Stored items:
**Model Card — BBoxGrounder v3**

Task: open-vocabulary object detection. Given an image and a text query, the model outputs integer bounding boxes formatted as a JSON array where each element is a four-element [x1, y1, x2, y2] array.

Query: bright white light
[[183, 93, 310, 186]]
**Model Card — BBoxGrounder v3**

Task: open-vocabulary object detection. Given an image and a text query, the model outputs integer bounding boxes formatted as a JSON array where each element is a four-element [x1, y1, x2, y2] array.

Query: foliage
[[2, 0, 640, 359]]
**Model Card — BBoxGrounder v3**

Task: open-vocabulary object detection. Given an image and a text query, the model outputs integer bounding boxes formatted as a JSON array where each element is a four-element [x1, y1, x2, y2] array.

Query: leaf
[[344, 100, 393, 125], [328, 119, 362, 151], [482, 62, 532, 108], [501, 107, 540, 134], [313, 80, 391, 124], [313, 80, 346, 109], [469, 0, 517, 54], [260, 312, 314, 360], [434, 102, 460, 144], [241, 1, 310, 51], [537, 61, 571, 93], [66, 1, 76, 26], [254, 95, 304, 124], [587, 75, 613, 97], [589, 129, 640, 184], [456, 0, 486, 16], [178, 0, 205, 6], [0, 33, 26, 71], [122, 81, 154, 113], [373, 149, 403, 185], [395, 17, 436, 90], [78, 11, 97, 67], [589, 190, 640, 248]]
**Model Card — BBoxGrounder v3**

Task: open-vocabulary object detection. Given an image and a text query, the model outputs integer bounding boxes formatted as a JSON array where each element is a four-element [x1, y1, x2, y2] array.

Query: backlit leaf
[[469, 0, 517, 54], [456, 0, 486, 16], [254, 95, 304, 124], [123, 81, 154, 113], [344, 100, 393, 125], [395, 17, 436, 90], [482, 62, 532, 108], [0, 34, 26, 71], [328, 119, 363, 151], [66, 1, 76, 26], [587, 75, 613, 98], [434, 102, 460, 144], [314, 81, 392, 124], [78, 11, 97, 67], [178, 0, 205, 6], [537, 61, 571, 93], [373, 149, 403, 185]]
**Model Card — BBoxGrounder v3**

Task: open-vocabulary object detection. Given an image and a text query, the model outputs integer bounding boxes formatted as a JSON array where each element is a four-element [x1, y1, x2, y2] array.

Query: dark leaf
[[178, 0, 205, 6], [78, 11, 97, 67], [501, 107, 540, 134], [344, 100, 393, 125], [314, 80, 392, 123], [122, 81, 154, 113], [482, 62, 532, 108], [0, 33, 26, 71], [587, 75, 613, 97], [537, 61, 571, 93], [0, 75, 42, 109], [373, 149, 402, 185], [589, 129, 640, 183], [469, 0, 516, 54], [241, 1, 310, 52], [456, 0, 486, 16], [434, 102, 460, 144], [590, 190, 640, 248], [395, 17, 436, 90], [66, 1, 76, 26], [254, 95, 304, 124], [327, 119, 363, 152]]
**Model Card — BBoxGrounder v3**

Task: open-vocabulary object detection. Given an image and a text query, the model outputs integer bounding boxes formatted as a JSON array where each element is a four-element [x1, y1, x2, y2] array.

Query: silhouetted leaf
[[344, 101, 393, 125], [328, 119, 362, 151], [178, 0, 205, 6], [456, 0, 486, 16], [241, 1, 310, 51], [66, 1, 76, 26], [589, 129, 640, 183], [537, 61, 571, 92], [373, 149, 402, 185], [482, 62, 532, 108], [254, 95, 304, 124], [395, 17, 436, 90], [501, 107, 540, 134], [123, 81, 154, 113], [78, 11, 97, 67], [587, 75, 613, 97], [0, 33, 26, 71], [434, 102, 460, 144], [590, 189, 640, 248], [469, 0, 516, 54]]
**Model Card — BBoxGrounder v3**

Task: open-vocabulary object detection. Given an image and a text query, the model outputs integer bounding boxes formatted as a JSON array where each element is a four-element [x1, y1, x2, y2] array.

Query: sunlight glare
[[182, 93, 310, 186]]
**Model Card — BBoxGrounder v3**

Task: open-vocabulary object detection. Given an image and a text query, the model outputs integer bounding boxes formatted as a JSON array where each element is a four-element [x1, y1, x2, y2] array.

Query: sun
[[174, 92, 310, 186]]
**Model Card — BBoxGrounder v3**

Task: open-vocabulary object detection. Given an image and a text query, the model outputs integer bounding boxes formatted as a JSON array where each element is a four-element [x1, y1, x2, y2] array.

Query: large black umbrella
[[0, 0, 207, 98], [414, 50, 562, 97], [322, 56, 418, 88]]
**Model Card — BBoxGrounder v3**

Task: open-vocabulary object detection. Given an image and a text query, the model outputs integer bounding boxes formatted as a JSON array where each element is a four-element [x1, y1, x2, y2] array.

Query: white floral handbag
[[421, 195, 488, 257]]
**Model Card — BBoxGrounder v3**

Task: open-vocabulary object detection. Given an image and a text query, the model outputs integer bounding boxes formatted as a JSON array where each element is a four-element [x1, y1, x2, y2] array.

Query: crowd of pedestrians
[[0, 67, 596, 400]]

■ **PROBLEM TO WORK ON**
Each line of the data must be written out exactly as it appears.

■ **SOLUTION BELOW**
**Model Card — BBoxGrounder v3**

Task: open-vocabulary object detection. Given an image and a text query, the model outputs integer bounding boxes formatted as a JSON array where each element is a four-element [x1, y1, x2, y2] array.

Query: bright white light
[[183, 93, 310, 186]]
**Model Card — BBoxGrounder v3**

Task: open-vocabulary object detection. Given an image and a text query, the model outputs integer bounding boxes formatted as a JSON array where each element is a four-element [x1, y1, x2, y2] array.

Query: foliage
[[2, 0, 640, 359]]
**Model Card — BBoxGrounder v3**

Task: open-vocabulary object detection. Given an image and a text query, the model outputs integer bounding boxes formatted as a JSON array where each element is a four-element [x1, y1, x2, y2] array.

Query: leaf
[[344, 100, 393, 125], [328, 119, 362, 151], [482, 62, 532, 108], [501, 107, 540, 134], [313, 80, 391, 124], [313, 80, 346, 109], [469, 0, 517, 54], [260, 312, 314, 360], [434, 102, 460, 144], [241, 1, 310, 51], [537, 61, 571, 93], [66, 1, 76, 26], [254, 95, 304, 124], [587, 75, 613, 97], [589, 129, 640, 184], [456, 0, 486, 16], [178, 0, 205, 6], [0, 33, 26, 71], [122, 81, 154, 113], [373, 149, 403, 185], [395, 17, 436, 90], [78, 11, 97, 67], [589, 190, 640, 248]]
**Model Card — BBoxGrounder v3**

Task: open-vocabulary object detection. Given an image and a text query, the model outputs integer bounding boxes formatted as a JSON array where each element is a four-element [x1, y1, x2, y2] array.

Query: backlit leaf
[[469, 0, 517, 54], [456, 0, 486, 16], [254, 95, 304, 124], [123, 81, 154, 113], [344, 100, 393, 125], [395, 17, 436, 90], [482, 62, 532, 108], [0, 34, 26, 71], [328, 119, 363, 151], [66, 1, 76, 26], [587, 75, 613, 98], [434, 102, 460, 144], [314, 81, 392, 124], [78, 11, 97, 67], [178, 0, 205, 6], [537, 61, 571, 93], [373, 149, 403, 185]]
**Model Card — BBoxGrounder v3**

Task: open-vocabulary object detection. Given an image and a text query, the model outputs integer bounding boxes formatted as a JSON array where each element is a four-element [x1, y1, x2, y2] array.

Query: dark leaf
[[178, 0, 205, 6], [78, 11, 97, 67], [501, 107, 540, 134], [344, 100, 393, 125], [314, 80, 392, 123], [122, 81, 154, 113], [482, 62, 532, 108], [0, 33, 26, 71], [587, 75, 613, 97], [537, 61, 571, 93], [0, 75, 42, 109], [373, 149, 402, 185], [589, 129, 640, 183], [469, 0, 516, 54], [241, 1, 310, 52], [456, 0, 486, 16], [434, 102, 460, 144], [590, 190, 640, 248], [395, 17, 436, 90], [66, 1, 76, 26], [254, 95, 304, 124], [327, 119, 363, 152]]
**Model Card — BBoxGrounder v3**

Task: open-vocabulary object detection. Given an image and a text query, the model outputs integer bounding boxes formatted as a JSON array where each element is a four-element [x1, y1, x2, y2] array.

Query: silhouetted leaf
[[344, 101, 393, 125], [328, 119, 362, 151], [178, 0, 205, 6], [456, 0, 486, 16], [241, 1, 310, 51], [66, 1, 76, 26], [589, 129, 640, 183], [537, 61, 571, 92], [373, 149, 402, 185], [482, 62, 532, 108], [254, 95, 304, 124], [395, 17, 436, 90], [501, 107, 540, 134], [123, 81, 154, 113], [78, 11, 97, 67], [587, 75, 613, 97], [0, 33, 26, 71], [434, 102, 460, 144], [590, 189, 640, 248], [469, 0, 516, 54]]
**Model Card — BBoxGrounder v3**

Task: open-vocabulary object detection. Given an image and a text query, the model outputs integer bounding boxes formatted as a JSON array where each element is a four-element [x1, y1, x2, y2] array.

Query: sunlight glare
[[182, 93, 310, 186]]
**Model Card — BBoxGrounder v3**

Task: open-vocabulary object detection. Given an image and a text query, the model outputs integer bounding boxes formatted as a JSON array where each element is a four-element [x1, y1, x2, y2] array.

Query: sun
[[174, 92, 310, 186]]
**Model Card — BBoxGrounder v3**

Task: open-vocabulary object detection. Given an image and a text query, the model outputs integer bounding boxes formatted as a JSON array where each element is a four-element [x1, y1, x2, y2] array.

Query: large black umbrella
[[0, 0, 207, 98], [414, 50, 562, 97], [322, 56, 418, 88]]
**Model Card — BBoxGrounder v3**

Task: open-vocabulary object detection. Given an image and a text query, the model outputs integer bounding boxes formatted as a JSON array where each element is a four-element [x1, y1, x2, y2] array.

Query: white floral handbag
[[421, 195, 488, 257]]
**Model Card — BBoxGrounder v3**

Task: open-vocabulary object detection. Given an image and a text query, the model outputs integer bounding boxes formatted as a JSON array where each element is a four-element [x1, y1, x2, y2] array.

Query: crowd of pedestrians
[[0, 67, 596, 400]]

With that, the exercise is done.